**FRAGMENTO DEL DOCUMENTO:**
════════════════

Estimado señor González Tornel, le escribo porque el museo que usted va a dirigir es uno de los lugares más bellos que conozco. No le voy a explicar la importancia de esta pinacoteca porque, evidentemente, usted lo sabe mejor que yo. No le voy a hablar desde mis conocimientos de la historia del arte o desde mi experiencia museográfica. Voy a hacerlo desde el sentido común y mi percepción como una visitante habitual. Intentaré estructurar mis observaciones como si caminara por el museo.
Cuando se entra al Museo de Bellas Artes, lo primero que se encuentra es que, a la izquierda, el espacio reservado para la tienda está clausurado. No cerrado. Clausurado. Es evidente que lleva años sin albergar ningún tipo de actividad o servicio. El museo cuenta con un precioso restaurante, a precio asequible y con un servicio exquisito, pero no hay tienda. Y usted sabe lo que la visita a la tienda significa. Es el último suspiro antes de marcharse. Es lo que queda tras el recorrido por el museo: ir a la tienda para llevarse un recuerdo, para comprar un catálogo de la colección que poder consultar cuando se esté ya lejos de ella. Pues bien, no existe. Si se quiere conseguir información sobre el Museo de Bellas Artes se ha de ir al centro de la ciudad, a una librería o a un kiosco especializados en ediciones propias de las instituciones públicas valencianas, para ver si les queda algún ejemplar.
A pesar de la decepción, el visitante continúa adentrándose en el hall y pregunta por la guía del museo, por el plano o el folleto. Y se encuentra un folio DIN A4 -últimamente ya impreso en color- con los cuadros más célebres y su localización. Poco más. Es todo lo que se llevará del Museo de Bellas Artes a su casa. Un folio DIN-A4.

════════════════

Extracto del conjunto de datos:
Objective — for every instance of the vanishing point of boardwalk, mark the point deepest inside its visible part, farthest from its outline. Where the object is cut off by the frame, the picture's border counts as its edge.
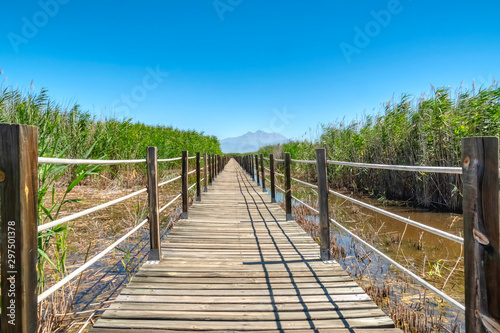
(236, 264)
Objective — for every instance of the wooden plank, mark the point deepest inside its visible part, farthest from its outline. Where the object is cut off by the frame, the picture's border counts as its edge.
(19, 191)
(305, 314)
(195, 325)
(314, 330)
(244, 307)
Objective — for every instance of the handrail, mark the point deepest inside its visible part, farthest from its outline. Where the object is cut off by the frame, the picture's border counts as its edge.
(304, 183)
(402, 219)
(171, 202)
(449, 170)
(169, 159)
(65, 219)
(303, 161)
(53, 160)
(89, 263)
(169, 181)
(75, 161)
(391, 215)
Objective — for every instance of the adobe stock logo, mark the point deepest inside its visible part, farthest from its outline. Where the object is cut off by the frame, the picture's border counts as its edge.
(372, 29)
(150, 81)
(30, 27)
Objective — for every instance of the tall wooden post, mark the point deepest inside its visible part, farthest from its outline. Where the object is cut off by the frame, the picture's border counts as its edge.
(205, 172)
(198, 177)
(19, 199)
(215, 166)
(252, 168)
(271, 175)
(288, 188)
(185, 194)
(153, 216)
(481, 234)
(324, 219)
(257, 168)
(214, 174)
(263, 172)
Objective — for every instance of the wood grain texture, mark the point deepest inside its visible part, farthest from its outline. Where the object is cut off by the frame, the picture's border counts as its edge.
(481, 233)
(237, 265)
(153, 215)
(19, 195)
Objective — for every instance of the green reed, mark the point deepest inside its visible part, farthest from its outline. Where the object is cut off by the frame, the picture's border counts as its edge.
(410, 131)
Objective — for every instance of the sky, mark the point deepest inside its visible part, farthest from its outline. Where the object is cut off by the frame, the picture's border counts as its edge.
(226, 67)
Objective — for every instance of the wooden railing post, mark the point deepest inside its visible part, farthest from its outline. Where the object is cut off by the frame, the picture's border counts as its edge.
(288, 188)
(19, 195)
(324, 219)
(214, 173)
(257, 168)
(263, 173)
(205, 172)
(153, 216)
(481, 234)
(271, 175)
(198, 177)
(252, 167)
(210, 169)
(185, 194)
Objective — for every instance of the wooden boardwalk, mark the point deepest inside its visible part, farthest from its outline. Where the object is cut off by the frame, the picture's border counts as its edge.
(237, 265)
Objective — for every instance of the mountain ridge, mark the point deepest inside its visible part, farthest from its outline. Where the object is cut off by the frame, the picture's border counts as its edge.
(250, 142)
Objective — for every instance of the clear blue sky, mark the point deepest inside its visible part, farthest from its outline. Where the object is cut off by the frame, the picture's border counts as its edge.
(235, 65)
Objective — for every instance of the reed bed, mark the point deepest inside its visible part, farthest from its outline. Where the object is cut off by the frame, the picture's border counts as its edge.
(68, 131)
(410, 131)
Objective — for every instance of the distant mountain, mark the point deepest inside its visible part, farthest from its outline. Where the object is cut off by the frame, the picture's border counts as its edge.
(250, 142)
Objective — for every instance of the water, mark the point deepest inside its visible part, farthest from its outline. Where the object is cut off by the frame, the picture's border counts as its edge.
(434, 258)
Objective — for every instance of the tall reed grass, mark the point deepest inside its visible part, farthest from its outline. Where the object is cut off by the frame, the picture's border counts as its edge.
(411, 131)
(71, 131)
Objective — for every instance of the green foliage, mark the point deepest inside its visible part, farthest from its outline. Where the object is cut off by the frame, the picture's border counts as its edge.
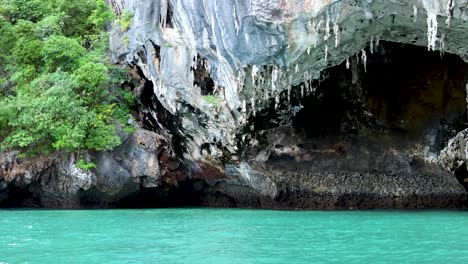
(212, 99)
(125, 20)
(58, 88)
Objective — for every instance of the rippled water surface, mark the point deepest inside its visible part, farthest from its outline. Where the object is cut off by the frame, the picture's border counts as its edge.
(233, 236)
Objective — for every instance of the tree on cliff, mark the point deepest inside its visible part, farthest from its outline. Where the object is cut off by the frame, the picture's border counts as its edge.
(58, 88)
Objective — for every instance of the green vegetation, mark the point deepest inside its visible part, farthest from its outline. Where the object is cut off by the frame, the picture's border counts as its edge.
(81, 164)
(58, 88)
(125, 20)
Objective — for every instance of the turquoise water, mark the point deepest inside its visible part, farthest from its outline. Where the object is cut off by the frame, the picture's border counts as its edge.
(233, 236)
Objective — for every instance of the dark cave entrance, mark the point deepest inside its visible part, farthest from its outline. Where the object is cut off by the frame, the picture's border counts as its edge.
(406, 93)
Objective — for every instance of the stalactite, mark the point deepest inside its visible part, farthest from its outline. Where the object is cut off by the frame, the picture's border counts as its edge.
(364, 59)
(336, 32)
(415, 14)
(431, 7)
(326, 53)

════════════════

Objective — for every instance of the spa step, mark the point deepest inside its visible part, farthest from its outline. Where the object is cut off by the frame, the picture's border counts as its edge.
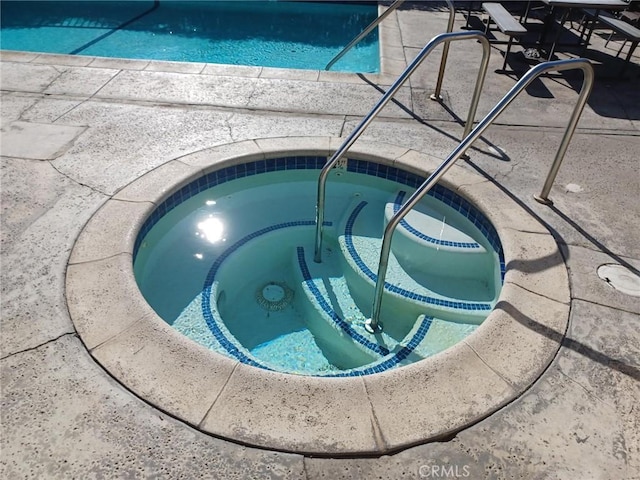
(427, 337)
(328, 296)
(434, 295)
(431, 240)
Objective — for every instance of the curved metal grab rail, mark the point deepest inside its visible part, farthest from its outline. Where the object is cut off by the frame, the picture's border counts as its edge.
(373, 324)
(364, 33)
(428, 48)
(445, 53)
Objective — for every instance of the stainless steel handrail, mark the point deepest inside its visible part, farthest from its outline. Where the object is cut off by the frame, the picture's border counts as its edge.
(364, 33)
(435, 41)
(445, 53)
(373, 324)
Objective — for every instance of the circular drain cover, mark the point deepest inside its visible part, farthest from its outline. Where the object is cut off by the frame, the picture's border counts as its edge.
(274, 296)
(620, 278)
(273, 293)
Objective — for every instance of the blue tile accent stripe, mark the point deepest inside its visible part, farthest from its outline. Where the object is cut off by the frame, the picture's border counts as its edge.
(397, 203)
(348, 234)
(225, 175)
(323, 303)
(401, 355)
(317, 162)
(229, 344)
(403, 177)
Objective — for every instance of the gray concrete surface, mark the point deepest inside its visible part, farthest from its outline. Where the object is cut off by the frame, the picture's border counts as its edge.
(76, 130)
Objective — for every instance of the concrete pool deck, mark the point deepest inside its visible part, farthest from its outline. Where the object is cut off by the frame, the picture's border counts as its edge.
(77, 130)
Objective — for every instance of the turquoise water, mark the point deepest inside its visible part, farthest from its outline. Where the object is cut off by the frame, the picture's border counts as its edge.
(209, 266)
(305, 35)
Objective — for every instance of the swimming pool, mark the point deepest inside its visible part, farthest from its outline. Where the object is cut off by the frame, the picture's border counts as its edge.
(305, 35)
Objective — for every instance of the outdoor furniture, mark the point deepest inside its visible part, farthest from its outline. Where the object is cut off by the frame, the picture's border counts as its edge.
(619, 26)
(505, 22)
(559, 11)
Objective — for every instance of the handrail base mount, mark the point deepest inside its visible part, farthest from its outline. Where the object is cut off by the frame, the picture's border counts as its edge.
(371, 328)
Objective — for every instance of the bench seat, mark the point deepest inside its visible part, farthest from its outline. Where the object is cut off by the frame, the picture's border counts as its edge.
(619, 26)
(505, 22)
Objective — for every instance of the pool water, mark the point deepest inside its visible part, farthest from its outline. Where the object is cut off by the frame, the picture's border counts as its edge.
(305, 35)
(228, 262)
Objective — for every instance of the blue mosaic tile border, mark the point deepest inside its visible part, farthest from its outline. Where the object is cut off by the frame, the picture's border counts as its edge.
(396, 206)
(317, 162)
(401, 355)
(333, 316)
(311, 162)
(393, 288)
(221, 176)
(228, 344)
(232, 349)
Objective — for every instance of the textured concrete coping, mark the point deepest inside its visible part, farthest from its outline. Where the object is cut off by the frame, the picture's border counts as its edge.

════════════════

**TAREA A REALIZAR:**
Reproduce sin cambios el pasaje de la carta sobre el Museo de Bellas Artes que empieza con "Estimado señor González" y continúa hasta "por el museo.".

**RESPUESTA COMPLETA:**
Estimado señor González Tornel, le escribo porque el museo que usted va a dirigir es uno de los lugares más bellos que conozco. No le voy a explicar la importancia de esta pinacoteca porque, evidentemente, usted lo sabe mejor que yo. No le voy a hablar desde mis conocimientos de la historia del arte o desde mi experiencia museográfica. Voy a hacerlo desde el sentido común y mi percepción como una visitante habitual. Intentaré estructurar mis observaciones como si caminara por el museo.